Report every line of the material below that contains the word "legion", copying each such line in full.

Stored items
================================
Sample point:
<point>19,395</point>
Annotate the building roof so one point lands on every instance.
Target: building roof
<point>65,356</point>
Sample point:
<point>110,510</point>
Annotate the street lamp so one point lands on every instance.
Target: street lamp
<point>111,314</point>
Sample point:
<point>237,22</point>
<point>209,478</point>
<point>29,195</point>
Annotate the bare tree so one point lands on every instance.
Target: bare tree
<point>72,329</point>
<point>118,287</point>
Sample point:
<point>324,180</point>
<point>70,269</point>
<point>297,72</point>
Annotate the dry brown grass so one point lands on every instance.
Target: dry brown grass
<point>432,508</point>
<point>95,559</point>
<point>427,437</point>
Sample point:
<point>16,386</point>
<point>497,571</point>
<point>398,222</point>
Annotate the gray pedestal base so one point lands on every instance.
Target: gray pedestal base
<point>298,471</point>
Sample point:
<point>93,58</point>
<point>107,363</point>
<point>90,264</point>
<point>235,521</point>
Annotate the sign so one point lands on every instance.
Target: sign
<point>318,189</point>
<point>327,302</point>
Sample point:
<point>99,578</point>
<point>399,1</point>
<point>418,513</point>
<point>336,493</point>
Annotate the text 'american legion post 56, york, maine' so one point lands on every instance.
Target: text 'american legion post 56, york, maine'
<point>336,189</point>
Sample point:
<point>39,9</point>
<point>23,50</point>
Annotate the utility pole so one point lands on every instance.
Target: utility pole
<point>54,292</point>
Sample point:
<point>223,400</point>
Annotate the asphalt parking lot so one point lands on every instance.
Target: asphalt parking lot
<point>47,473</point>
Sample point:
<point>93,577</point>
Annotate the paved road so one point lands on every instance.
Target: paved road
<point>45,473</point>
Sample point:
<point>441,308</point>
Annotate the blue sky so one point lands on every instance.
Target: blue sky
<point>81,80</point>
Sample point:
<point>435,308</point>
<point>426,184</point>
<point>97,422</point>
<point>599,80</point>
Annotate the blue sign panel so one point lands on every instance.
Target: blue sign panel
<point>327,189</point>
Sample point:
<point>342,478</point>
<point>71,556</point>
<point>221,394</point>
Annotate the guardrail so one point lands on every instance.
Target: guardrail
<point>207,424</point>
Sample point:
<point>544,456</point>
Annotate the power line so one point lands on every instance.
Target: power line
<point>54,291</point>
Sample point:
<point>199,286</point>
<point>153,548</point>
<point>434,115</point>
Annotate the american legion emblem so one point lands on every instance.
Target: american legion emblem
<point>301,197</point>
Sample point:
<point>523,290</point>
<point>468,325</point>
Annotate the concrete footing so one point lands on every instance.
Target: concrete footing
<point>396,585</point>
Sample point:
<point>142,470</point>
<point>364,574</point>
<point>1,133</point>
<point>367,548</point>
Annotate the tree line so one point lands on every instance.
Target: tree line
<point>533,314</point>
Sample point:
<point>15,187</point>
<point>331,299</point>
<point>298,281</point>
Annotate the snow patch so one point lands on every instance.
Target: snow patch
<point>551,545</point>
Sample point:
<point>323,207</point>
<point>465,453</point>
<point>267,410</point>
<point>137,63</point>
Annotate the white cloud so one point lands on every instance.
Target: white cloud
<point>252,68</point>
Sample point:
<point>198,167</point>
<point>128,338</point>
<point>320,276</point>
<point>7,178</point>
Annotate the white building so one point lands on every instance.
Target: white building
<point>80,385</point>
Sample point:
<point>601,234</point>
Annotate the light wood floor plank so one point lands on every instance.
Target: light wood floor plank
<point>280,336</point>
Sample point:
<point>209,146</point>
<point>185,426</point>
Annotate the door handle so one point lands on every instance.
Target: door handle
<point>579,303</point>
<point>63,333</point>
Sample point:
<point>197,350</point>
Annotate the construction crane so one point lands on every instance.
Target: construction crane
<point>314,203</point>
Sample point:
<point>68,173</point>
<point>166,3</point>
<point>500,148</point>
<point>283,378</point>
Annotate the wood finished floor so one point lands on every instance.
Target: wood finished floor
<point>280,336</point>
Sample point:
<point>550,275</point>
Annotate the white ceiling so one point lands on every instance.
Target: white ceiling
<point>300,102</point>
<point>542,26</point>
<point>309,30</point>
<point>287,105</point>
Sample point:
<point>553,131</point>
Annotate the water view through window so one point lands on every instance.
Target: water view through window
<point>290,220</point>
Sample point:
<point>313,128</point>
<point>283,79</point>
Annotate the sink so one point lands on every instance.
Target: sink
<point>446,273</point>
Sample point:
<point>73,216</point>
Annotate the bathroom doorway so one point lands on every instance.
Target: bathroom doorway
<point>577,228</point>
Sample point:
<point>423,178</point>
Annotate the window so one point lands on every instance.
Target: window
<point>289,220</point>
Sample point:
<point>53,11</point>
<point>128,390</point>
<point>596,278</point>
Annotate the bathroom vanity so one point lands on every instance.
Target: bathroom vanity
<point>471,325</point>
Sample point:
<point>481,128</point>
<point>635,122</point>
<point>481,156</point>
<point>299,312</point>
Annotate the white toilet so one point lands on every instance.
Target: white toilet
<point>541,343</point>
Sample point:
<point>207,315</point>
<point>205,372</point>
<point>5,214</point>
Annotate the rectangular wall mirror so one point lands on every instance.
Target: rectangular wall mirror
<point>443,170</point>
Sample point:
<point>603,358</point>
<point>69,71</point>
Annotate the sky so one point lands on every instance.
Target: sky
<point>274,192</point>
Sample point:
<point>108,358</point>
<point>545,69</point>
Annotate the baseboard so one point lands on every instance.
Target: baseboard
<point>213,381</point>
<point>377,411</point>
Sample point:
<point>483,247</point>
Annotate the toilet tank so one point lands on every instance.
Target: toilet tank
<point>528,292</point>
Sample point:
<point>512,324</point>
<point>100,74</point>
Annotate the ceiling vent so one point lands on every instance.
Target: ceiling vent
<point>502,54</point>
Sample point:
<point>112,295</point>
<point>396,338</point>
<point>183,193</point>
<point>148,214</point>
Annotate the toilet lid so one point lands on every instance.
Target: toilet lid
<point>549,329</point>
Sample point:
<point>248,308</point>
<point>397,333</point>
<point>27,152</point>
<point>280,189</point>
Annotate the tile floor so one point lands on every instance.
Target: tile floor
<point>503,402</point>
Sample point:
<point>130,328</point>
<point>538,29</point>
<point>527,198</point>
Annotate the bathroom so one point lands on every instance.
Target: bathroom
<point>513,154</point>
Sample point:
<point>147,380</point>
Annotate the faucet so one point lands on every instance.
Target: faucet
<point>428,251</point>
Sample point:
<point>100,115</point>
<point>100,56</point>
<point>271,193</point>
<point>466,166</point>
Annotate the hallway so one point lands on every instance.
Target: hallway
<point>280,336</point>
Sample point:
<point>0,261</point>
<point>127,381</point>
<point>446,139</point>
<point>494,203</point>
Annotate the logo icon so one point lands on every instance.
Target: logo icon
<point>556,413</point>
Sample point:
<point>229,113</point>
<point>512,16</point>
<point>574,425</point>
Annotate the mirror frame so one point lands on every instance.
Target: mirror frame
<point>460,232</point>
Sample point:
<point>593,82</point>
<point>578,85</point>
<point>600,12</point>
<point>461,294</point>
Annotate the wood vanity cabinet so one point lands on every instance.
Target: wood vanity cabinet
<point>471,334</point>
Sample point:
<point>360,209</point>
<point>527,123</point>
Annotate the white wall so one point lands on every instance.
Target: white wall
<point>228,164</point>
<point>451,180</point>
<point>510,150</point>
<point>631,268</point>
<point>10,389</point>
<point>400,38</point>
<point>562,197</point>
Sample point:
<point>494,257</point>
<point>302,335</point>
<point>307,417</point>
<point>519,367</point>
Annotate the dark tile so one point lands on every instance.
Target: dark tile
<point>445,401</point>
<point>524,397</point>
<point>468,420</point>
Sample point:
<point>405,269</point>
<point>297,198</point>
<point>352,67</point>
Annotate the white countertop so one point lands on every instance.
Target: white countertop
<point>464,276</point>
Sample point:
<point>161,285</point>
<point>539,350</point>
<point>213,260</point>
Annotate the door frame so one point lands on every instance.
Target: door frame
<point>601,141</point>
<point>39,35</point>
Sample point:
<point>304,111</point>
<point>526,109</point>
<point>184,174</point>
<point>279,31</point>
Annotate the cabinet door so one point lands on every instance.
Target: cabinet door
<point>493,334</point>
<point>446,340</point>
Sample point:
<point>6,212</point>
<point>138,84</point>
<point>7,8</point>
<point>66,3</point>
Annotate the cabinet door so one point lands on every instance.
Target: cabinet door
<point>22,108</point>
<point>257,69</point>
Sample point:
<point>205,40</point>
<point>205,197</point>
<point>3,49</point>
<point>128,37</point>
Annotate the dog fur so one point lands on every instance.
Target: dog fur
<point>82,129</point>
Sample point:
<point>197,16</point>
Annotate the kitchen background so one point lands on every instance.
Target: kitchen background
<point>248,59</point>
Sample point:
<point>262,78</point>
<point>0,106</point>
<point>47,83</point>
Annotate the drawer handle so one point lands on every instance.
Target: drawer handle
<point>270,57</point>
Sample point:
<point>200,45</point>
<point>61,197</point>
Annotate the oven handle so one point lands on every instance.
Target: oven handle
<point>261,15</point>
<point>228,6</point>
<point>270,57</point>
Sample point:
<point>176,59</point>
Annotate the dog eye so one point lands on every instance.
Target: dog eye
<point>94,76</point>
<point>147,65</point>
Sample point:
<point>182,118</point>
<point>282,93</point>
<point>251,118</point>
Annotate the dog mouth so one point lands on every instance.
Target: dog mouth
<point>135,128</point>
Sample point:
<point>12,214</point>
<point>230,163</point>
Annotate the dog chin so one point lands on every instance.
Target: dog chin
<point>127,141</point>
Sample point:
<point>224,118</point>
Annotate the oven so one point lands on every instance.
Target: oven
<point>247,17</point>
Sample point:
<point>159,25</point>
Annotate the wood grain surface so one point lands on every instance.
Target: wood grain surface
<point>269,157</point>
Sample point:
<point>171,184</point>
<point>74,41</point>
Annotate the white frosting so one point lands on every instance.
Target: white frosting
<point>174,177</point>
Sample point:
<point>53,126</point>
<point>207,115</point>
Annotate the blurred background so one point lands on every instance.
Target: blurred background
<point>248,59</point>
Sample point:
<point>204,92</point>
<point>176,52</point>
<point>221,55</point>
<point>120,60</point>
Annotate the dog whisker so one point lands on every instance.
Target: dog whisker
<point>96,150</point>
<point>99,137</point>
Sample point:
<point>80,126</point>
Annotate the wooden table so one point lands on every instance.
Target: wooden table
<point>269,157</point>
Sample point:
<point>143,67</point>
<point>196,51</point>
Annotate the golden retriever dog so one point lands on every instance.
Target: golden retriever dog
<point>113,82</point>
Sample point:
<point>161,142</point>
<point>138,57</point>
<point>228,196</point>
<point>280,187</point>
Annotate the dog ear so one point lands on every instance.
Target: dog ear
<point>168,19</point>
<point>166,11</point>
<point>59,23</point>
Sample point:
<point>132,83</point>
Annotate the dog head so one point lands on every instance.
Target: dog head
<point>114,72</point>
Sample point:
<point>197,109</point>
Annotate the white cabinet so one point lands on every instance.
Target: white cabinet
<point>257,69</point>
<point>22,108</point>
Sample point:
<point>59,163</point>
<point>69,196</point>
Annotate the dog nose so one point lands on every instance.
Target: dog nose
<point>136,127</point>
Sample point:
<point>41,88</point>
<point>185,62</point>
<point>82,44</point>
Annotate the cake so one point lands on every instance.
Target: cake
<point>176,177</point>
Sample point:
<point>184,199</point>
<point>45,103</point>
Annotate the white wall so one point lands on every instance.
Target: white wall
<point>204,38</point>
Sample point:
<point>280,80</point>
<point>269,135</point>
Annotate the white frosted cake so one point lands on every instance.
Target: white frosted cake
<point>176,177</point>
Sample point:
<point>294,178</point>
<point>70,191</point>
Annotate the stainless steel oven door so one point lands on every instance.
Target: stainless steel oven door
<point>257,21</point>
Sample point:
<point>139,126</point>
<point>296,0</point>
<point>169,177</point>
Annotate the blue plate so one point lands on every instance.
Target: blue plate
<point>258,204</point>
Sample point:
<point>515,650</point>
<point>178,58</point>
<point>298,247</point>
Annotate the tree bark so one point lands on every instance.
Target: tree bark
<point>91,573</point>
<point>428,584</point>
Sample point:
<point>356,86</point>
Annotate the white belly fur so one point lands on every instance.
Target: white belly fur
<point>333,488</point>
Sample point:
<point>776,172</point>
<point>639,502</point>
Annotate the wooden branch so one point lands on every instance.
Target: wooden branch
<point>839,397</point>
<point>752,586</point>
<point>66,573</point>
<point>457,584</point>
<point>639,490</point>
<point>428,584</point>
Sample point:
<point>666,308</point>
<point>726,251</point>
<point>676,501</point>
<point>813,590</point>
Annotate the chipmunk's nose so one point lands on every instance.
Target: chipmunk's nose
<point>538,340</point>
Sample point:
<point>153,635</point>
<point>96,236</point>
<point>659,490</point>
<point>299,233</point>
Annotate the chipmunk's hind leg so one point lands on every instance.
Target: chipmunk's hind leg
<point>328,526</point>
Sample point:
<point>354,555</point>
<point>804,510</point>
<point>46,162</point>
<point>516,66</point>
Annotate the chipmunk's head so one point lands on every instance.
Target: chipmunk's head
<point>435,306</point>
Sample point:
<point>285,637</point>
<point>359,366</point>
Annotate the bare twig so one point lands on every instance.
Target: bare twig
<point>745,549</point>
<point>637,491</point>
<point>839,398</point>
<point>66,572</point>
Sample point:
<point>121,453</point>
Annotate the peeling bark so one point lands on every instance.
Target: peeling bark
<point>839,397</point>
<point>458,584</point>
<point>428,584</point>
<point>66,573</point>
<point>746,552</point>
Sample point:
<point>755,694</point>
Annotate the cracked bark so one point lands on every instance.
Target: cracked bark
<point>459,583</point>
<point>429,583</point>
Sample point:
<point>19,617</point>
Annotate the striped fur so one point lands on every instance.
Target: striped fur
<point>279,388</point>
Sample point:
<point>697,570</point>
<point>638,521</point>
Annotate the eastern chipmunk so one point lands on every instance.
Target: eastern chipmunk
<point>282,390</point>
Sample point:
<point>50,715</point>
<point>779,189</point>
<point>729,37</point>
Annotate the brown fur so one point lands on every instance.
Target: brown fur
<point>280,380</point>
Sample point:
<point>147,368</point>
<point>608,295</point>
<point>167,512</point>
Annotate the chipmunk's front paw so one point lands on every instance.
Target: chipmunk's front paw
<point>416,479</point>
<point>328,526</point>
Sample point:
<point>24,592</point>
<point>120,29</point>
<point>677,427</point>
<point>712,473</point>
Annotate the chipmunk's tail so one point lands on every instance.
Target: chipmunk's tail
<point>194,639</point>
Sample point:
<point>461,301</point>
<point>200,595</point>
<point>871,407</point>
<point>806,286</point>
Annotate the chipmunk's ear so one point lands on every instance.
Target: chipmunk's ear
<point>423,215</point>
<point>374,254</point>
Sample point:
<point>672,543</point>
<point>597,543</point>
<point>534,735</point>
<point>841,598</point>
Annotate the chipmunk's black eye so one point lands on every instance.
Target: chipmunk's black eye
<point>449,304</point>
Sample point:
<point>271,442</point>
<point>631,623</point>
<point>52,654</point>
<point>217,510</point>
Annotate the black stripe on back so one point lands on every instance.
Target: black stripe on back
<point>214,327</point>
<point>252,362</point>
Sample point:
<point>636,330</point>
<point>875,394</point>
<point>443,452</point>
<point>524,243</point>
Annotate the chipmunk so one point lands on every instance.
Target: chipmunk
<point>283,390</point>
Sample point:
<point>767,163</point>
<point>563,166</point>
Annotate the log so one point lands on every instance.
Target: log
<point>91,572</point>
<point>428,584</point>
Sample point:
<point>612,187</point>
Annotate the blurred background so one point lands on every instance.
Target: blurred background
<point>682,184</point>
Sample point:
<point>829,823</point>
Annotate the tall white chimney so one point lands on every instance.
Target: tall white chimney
================================
Exercise result.
Annotate the text 'american legion post 56, york, maine' so one point lands on every instance.
Target: text 'american legion post 56, york, maine'
Annotate the american legion emblem so one point lands on every instance.
Target: american legion emblem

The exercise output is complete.